Write the next part of the piece below on a Biblical acrostic for managing priorities, starting after its final sentence.

Excerpt to read:
╭──
The word priority comes from the Latin ‘prior’ meaning “first”. Only one thing can be first, but about a hundred years ago we allowed things to morph into the plural “priorities”. Is it any wonder we get fractured, distracted, and harried with more than one priority?
In our current world the multi-tasking plural “priorities” has become the reality. In order to help keep a healthy perspective here is a Biblical acrostic view for managing priorities:
P = Prayer; in which we ask God for wisdom, for direction, and for help in being faithful, disciplined, and obedient. Prayer also makes our need for humbleness patently obvious.
R = Review God’s priorities for our lives, number one of which is to make God’s Word central in our lives, to better discern our priorities. Our worshipful walk with God should form the center of our life.
I = Take inventory. Determine in practical and measurable terms how we live out our lives – how much time we allocate to various activities, how we spend our money, etc. Then assess if these things align with God’s priority, or whether we are just letting life happen without being intentional in our choices.
O = Order our daily schedule according to God’s priorities. Tend to the big (key) things first, letting the lesser items fit in to the remainder of the day. And the more inconsequential activities slip to another day or season.
R = Resist the tyranny of the urgent, keeping our eye on the eternal horizon.
I = Seek input from wise, Godly people, who have been placed in our lives. We can’t do life alone!
T = Make wise use of God’s daily gift of time, making to-do decisions against the backdrop of eternity. Is this a good long-run decision, etc.? Can we do a better job of redeeming the time God has given us today?
╰──
Supplied material:
╭──
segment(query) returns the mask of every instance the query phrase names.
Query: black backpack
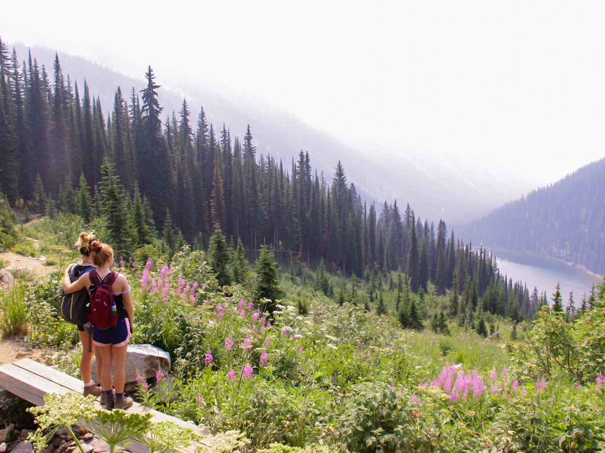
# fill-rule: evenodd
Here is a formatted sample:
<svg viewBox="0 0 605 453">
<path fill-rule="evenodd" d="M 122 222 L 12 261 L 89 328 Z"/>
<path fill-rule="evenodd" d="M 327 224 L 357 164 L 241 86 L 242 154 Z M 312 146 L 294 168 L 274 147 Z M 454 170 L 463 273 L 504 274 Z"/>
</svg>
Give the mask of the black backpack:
╰──
Result for this task:
I = Identify the distractions, those things that are cluttering up our lives and keeping us from God’s agenda, i.e. being all that we can be. Even seemingly little distractions rob us of time, margin and spiritual vitality. Eliminate clutter and and you won’t have to climb over so much junk to stay on God’s agenda.
E = Experience each moment and season to its fullest. Don’t allow everything (or anything) to steal focus. Whatever it’s time for us to be doing right now, do it with all our hearts and for all His glory. Live in the present and be ‘all there’ wherever that is.
S = Be fully surrendered. Live obsessed by God so that your abiding awareness of Him continually pushes itself to the forefront of our lives. At the start of each new day (and, yes, each new year ) ask Him to direct our path, to order our steps, to show us when an interruption is really an opportunity.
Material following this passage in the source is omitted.